--- Start of ENTRIES SHOWN ---
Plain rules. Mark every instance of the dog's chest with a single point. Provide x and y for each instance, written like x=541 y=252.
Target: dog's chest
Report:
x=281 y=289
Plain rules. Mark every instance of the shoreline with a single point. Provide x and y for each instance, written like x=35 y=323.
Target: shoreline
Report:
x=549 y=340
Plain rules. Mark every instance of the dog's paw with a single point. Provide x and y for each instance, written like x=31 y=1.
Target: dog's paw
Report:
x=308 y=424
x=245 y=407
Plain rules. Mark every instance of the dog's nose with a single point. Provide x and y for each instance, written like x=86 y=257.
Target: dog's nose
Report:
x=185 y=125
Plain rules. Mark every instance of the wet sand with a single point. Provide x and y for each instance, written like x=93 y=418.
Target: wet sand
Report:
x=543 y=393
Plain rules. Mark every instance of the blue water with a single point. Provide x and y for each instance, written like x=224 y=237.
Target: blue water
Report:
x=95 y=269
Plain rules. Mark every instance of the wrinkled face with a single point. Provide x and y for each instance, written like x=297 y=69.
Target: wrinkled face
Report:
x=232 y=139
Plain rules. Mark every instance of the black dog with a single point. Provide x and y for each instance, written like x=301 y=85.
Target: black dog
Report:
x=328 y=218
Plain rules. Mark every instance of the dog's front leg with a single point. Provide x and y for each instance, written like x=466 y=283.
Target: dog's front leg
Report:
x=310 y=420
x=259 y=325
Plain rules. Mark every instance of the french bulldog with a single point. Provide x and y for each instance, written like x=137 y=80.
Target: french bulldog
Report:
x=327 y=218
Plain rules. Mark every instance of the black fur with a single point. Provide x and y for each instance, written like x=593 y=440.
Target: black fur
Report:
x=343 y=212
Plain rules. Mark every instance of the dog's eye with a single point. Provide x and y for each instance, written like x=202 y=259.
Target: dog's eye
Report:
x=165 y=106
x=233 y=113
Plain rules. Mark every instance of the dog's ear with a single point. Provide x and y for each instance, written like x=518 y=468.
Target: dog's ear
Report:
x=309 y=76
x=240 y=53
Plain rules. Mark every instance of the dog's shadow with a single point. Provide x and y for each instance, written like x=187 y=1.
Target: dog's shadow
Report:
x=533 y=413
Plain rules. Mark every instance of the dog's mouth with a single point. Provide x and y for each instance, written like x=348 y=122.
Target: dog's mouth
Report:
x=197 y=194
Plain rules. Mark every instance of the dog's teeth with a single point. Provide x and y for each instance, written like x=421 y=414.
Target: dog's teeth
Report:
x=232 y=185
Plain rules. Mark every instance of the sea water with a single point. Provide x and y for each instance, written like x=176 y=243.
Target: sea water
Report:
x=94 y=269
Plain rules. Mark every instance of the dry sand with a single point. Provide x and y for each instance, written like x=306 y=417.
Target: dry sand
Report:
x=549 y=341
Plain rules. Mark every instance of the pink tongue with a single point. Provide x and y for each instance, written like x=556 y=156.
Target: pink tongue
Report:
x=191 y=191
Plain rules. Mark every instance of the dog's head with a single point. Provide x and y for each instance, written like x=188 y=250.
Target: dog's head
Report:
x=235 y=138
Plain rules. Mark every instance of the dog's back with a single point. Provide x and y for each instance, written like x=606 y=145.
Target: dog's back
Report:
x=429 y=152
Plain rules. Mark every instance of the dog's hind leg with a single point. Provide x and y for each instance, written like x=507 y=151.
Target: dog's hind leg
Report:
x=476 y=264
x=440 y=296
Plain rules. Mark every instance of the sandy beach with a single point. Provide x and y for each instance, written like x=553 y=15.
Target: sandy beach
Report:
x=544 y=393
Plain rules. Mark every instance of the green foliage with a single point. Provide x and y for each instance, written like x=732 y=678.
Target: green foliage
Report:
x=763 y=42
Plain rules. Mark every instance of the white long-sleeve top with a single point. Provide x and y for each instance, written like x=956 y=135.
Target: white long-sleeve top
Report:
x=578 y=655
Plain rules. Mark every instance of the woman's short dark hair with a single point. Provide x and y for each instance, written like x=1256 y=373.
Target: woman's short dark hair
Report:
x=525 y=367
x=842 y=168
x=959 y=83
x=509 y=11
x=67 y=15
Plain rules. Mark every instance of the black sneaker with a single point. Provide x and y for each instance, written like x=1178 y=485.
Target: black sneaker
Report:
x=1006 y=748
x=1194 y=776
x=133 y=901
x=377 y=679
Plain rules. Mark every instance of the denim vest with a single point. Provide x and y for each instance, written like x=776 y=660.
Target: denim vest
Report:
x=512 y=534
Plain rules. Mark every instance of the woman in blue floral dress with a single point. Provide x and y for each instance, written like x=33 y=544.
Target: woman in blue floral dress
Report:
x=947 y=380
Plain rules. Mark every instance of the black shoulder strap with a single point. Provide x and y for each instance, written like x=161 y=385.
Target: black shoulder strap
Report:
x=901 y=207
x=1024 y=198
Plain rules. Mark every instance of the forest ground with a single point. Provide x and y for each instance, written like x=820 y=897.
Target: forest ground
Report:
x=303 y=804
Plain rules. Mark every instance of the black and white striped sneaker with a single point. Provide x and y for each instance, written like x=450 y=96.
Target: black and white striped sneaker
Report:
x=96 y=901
--- End of ENTRIES SHOWN ---
### PROBLEM DETAILS
Rewrite all of the records above, swapping every "Report" for "Output" and leaving everything else unchanged.

### RESPONSE TO THIS TASK
Plain rules. Mark every instance of the dog's chest with a single point. Provide x and y for each instance, written like x=541 y=252.
Target: dog's chest
Output:
x=281 y=289
Plain rules. Mark every instance of the shoreline with a single point. Provide x and y for each instance, written like x=35 y=323.
Target: shoreline
Output:
x=549 y=340
Plain rules. Mark every instance of the dog's paw with a single point. Provide x and y for each instance, written like x=31 y=1.
Target: dog's paw
Output:
x=308 y=424
x=245 y=407
Plain rules. Mark every instance of the dog's nose with a single point. Provide x and y for each instance, written like x=86 y=257.
Target: dog's nose
Output:
x=185 y=125
Plain rules. Mark every instance of the wet sand with a single point. Provide x and y for each instance, written like x=93 y=418.
Target: wet sand
Output:
x=543 y=393
Plain rules. Mark every instance of the blue water with a single point. Provide x and y for each instance, written like x=224 y=237.
Target: blue water
Output:
x=95 y=269
Plain rules. Mark every instance of the wrinkled face with a single point. Provide x and y for each instance, written like x=297 y=69.
Target: wrinkled face
Output:
x=232 y=139
Plain rules. Mark every instance of the black dog with a single point. Provide x and y for each instance, written like x=301 y=85.
Target: black dog
Output:
x=328 y=218
Plain rules. Mark every instance of the dog's front leg with a single point. Provide x and y for each instance, written like x=466 y=283.
Target: dog's front leg
Output:
x=310 y=420
x=259 y=325
Plain rules. Mark every instance of the french bulldog with a single point. Provide x and y for each instance, written like x=137 y=80.
Target: french bulldog
Output:
x=327 y=218
Plain rules. Mark every instance of the black fur with a single point. Provide x and y for each instance, written like x=593 y=440.
Target: black fur
Output:
x=343 y=212
Plain rules. Mark every instance of the dog's eye with a single point. Provide x and y for each instance, written like x=202 y=259.
Target: dog's eye
Output:
x=165 y=106
x=233 y=113
Plain rules. Mark every instance of the dog's ear with a single point. Provide x and y for each instance, written like x=518 y=468.
Target: dog's ear
Output:
x=309 y=76
x=240 y=53
Plain rules. Mark every instance of the dog's shadow with a single point. Provide x and y for each instance, written like x=187 y=1.
Target: dog's shadow
Output:
x=533 y=413
Plain rules. Mark every instance of the dog's mouth with a single point. Provide x and y for each instance, written like x=348 y=122.
Target: dog's mouth
Output:
x=197 y=194
Plain rules. Mark every instance of the dog's teeth with a single point. Provide x and y for each instance, written like x=421 y=414.
Target: dog's teeth
Output:
x=232 y=185
Plain rules. Mark every instance of the sea water with a single point. Provide x and y for each instance, written like x=176 y=243.
Target: sea water
Output:
x=94 y=269
Plain rules. Mark every instance of the dry sand with a single point. Provide x and y for each instance, written like x=306 y=417.
Target: dry sand
Output:
x=549 y=341
Plain rules. Mark every instance of the pink tongue with a single point. Provide x and y for each instance, written like x=556 y=156.
Target: pink tongue
Output:
x=191 y=191
Plain rules. Mark every instance of the dog's head with a single point. Provide x and y for each instance, written like x=188 y=250.
Target: dog's head
Output:
x=235 y=138
Plain rules. Mark every instance of the dog's back with a single point. Provide x and y for each instance, written like x=606 y=145.
Target: dog's back
Output:
x=429 y=152
Plain rules. Mark every instance of the dog's hind leg with a single point. Provide x and y for each instance, written like x=507 y=151.
Target: dog's hind leg
Output:
x=476 y=264
x=440 y=296
Plain rules. Mark every instance of the sandy beach with a single point. Provide x and y for each instance, written like x=553 y=15.
Target: sandy beach
Output:
x=544 y=393
Plain rules. Mark every instance of the green foliage with a single point. Provide x and y for each instance, written like x=732 y=678.
Target: green foliage
Output:
x=763 y=42
Plain rules. Mark every instance of the white long-sleeve top with a single point. Provide x and y for each instance, written like x=956 y=135.
Target: white long-sleeve top
Output:
x=578 y=655
Plain rules. Mark every instance of the woman's short dark hair with a single point. Provide x and y for each instance, written like x=1256 y=373.
Target: woman's short dark hair
Output:
x=525 y=367
x=842 y=168
x=959 y=83
x=509 y=11
x=67 y=15
Plain rules. Mark every instance of the black sneaker with a single point. Provide x and y for each instance, written like x=1178 y=485.
Target: black sneaker
Output:
x=1006 y=748
x=1194 y=776
x=133 y=901
x=377 y=679
Plain rules. Mark every instance of the denim vest with a single point. Provide x and y for each instance, written like x=776 y=660.
Target: denim vest
Output:
x=512 y=534
Plain rules. Mark every instance of the woman in blue floral dress with a single point. Provide x and y for each instance, written like x=33 y=544.
Target: woman in blue floral dress
Output:
x=947 y=380
Plain rules. Mark every instance of the black shoulder strap with a single point. Provide x and y for each instance, written like x=161 y=385.
Target: black shoulder strap
Output:
x=901 y=207
x=1024 y=198
Plain rules. Mark every instance of the forest ground with a single point. Provide x and y for each instance, written like x=820 y=897.
Target: forest ground
Output:
x=303 y=804
Plain rules. Mark every instance of the black and white striped sneaker with a single point. Provide x and y for each instance, written like x=450 y=96.
Target: black and white striped sneaker
Output:
x=96 y=901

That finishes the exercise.